» **Problem requirements**
Only the pictures are to be left out; set down the rest of the records exactly.

(Natural language region descriptions)
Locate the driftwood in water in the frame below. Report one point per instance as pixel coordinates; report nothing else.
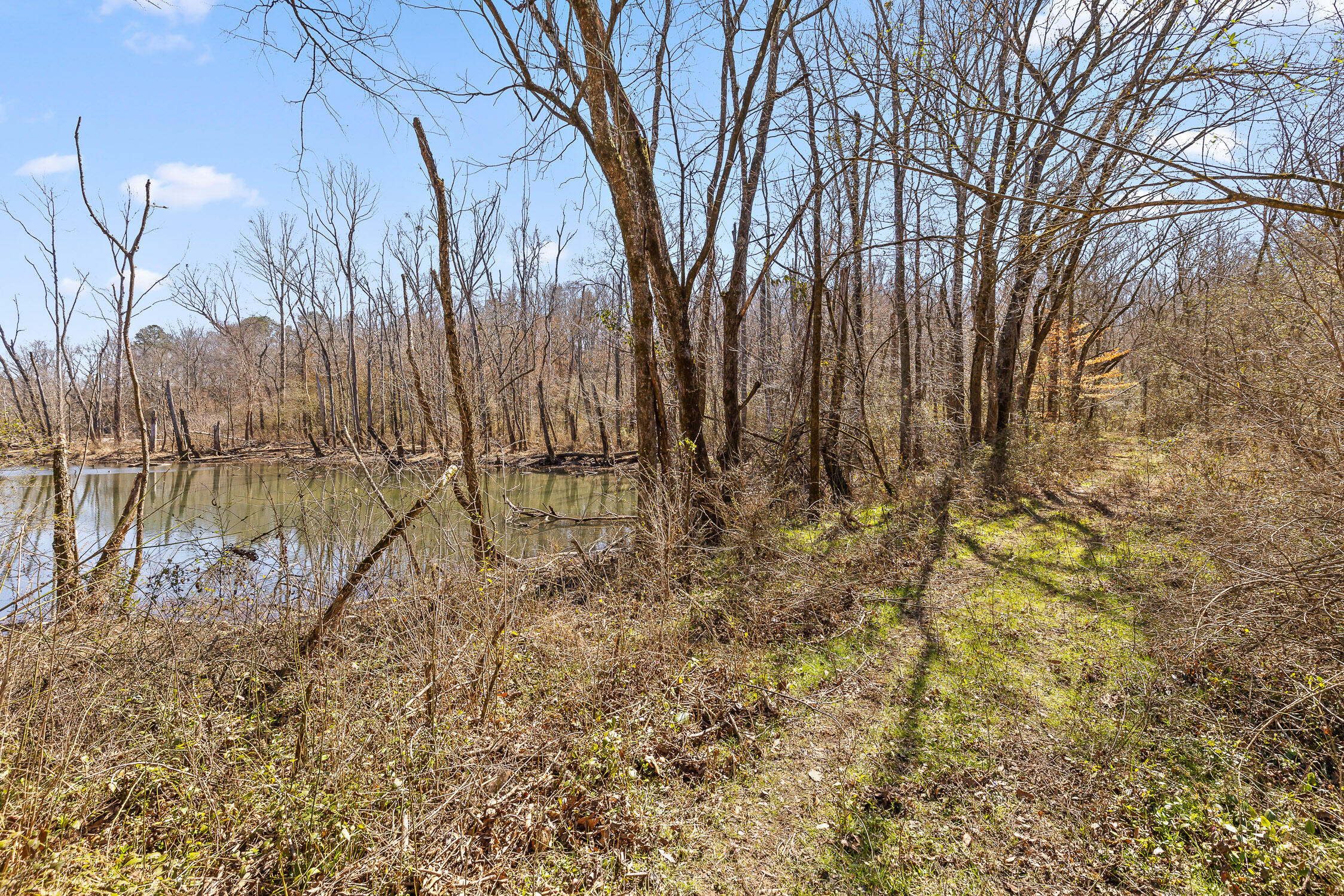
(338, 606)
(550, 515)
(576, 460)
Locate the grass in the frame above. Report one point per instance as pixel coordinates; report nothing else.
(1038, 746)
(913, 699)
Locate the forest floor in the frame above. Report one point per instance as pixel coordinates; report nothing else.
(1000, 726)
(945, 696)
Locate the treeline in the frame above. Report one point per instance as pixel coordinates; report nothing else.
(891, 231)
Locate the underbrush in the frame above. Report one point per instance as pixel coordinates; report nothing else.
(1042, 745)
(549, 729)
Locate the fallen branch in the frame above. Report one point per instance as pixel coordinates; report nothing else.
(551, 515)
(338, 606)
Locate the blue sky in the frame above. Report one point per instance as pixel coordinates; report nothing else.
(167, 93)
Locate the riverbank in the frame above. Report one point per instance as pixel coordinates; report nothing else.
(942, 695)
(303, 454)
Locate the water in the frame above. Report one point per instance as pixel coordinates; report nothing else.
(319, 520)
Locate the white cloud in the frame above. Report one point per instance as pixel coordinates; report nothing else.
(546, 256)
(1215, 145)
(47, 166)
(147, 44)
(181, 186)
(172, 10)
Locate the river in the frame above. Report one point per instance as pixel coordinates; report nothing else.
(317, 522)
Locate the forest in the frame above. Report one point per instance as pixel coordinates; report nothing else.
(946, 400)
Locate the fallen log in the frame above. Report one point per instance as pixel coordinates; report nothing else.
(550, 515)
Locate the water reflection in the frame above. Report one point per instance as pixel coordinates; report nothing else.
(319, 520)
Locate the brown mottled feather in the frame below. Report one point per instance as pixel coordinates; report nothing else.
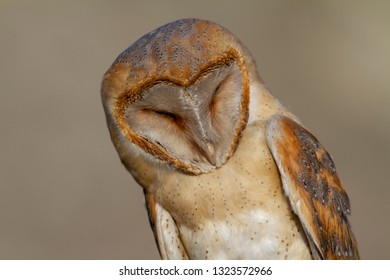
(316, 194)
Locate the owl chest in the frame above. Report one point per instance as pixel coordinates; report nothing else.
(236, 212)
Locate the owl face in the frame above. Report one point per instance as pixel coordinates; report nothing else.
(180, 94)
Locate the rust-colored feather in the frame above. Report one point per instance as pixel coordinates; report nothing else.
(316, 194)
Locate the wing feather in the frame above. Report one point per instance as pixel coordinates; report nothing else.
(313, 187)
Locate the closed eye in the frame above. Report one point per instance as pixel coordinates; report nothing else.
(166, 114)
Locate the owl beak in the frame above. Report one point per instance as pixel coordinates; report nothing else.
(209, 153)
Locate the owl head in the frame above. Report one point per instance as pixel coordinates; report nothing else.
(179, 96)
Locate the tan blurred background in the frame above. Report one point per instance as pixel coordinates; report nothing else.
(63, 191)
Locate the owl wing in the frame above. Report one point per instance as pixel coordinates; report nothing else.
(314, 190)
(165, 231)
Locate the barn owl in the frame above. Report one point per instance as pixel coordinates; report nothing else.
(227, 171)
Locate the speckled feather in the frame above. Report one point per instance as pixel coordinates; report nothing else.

» **Answer**
Locate the driftwood in water in the frame below. Report one point per instance as pixel coordinates; report nothing else.
(338, 606)
(550, 515)
(576, 460)
Locate the grass in the frame above. Report one point per instance as pixel coordinates; report nothing else.
(1038, 746)
(913, 699)
Locate the forest floor in the frame above. Report one point per instance as pixel coordinates; report nothing else.
(1000, 726)
(945, 696)
Locate the treeline in the frame above. Report one point per instance as pixel coordinates; report nothing else.
(891, 231)
Locate the underbrush in the frame above. Report one point per instance as pixel coordinates; report nothing else.
(1042, 745)
(549, 729)
Locate the fallen branch in the frame above. Report one point per instance as pixel coordinates; report nothing else.
(551, 515)
(338, 606)
Locate the blue sky in the frame above. Report one point per instance as pixel coordinates; report nothing else.
(167, 93)
Locate the riverbank in the frame above. Report one point per instance as pixel coordinates; report nothing else.
(942, 695)
(303, 454)
Locate the water in the frame above. Report one point per instance as pixel coordinates; report nothing else.
(319, 520)
Locate the white cloud in the frame above. Report one point per instance as pixel coordinates; report nothing else.
(546, 256)
(1215, 145)
(47, 166)
(147, 44)
(181, 186)
(172, 10)
Locate the river in the frame above. Report one point per instance as pixel coordinates; report nothing else.
(317, 522)
Locate the forest in the frame above. Report one point per instance as pixel coordinates; report nothing else.
(946, 400)
Locate the fallen log in the frame above. Report one point per instance as pixel coordinates; report nothing else.
(550, 515)
Locate the water reflection in the frame above. Report one point per instance as pixel coordinates; report nothing else.
(319, 520)
Locate the brown mottled feather in the frame below. Report one point per instance as pixel coordinates; report nothing else.
(316, 194)
Locate the owl chest in the frame above. Report one point per instance as pixel coordinates; report nothing else.
(236, 212)
Locate the owl face in the frame above. Report one point per instance as pixel coordinates; report nothing else.
(180, 94)
Locate the rust-colored feather in the frame above. Report one point per instance as pixel coordinates; report nothing else.
(316, 194)
Locate the wing feather in the frame above. Report one point per instance as pixel coordinates; report nothing else.
(313, 187)
Locate the closed eye in the frame above. Report one point per instance as pixel coordinates; report nothing else.
(166, 114)
Locate the owl beak in the frame above. Report one point per instance as pixel coordinates; report nothing else.
(209, 153)
Locate the owl head in the frame above. Report one point per instance as pixel coordinates; report nothing else.
(179, 96)
Locate the tan blurred background in the frame above. Report one point per instance as pixel coordinates; report nothing else.
(63, 191)
Locate the owl wing in the frame above. Report one point per instance as pixel coordinates; report nothing else.
(314, 190)
(165, 231)
Locate the barn owl in the frame above. Report one point per instance as pixel coordinates; report nothing else.
(227, 171)
Locate the speckled feather in the frame above. Report one point per instance as pixel coordinates; report nothing else.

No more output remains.